指点数据集中的行:
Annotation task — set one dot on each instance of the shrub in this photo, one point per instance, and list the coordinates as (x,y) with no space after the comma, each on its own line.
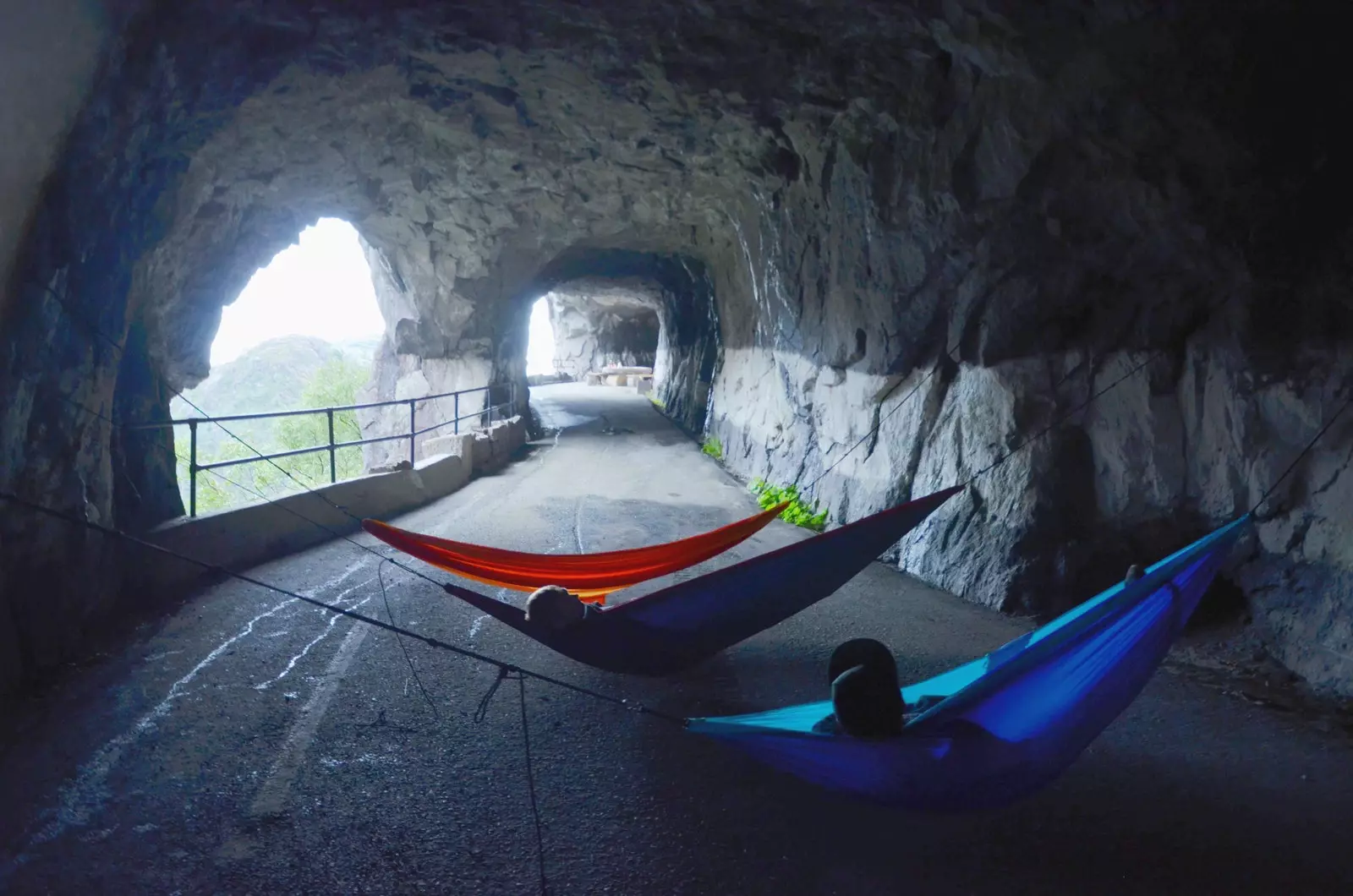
(798,512)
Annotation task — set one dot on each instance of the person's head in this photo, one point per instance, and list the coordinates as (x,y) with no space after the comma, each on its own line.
(863,651)
(554,607)
(865,693)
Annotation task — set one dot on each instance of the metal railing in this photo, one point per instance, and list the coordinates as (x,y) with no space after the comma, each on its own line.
(505,409)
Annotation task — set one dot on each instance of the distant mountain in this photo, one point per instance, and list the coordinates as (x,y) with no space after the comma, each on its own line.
(362,351)
(267,378)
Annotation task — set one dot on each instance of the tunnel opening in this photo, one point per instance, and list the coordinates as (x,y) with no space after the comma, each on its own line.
(304,333)
(601,325)
(540,342)
(620,309)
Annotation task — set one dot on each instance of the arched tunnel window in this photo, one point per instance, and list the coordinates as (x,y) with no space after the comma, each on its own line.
(540,340)
(304,333)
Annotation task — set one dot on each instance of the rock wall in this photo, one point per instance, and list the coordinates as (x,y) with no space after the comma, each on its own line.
(601,322)
(954,220)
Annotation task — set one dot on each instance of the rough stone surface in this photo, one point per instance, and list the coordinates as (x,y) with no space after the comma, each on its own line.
(1003,209)
(601,324)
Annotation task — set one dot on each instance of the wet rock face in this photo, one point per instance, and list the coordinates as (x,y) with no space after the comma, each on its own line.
(956,224)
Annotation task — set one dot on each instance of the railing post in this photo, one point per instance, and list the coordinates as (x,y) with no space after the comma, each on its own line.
(193,467)
(333,459)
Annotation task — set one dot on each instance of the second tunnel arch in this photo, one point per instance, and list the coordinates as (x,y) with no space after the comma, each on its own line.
(681,294)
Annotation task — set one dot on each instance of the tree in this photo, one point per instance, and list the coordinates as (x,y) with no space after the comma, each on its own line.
(335,383)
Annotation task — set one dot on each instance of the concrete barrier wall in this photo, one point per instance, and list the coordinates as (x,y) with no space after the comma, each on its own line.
(250,535)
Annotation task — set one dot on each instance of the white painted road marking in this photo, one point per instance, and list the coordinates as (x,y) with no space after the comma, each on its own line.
(272,796)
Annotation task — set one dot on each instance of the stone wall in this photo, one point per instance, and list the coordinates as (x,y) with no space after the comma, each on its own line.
(602,322)
(994,209)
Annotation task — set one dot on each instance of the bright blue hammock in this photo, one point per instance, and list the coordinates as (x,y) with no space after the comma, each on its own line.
(1011,722)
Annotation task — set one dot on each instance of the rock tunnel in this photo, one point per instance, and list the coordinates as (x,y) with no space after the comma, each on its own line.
(1000,210)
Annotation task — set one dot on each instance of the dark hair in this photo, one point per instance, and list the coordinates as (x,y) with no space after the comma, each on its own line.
(863,651)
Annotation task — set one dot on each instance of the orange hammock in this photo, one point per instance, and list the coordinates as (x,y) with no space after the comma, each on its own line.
(592,576)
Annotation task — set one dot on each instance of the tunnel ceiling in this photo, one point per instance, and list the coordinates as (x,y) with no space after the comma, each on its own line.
(989,209)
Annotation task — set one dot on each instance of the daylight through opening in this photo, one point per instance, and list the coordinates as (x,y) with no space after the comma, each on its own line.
(540,340)
(304,333)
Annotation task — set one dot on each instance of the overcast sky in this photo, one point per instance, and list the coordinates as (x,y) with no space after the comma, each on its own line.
(322,287)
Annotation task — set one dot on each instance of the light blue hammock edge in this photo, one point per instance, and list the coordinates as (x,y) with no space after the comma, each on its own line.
(1010,722)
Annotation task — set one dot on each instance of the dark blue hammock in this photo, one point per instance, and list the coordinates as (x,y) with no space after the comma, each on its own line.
(692,620)
(1011,722)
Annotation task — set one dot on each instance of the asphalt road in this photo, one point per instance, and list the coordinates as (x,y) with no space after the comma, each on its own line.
(256,745)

目标.
从包含“the dark blue”的那一行开始，一直到最后一行（首尾两行都算），把这些行排成编号列表，空行不计。

完整答案.
1. Annotation task — set one dot on each instance of the dark blue hammock in this photo, one point per instance, and list the coordinates as (x,y) with no space after the comma, each on its own line.
2. (692,620)
3. (1011,722)
4. Annotation task — set one dot on each instance of the asphalt road in this photo, one point per instance, and list the coordinates as (x,y) with no space after the comma, each on its own line.
5. (256,745)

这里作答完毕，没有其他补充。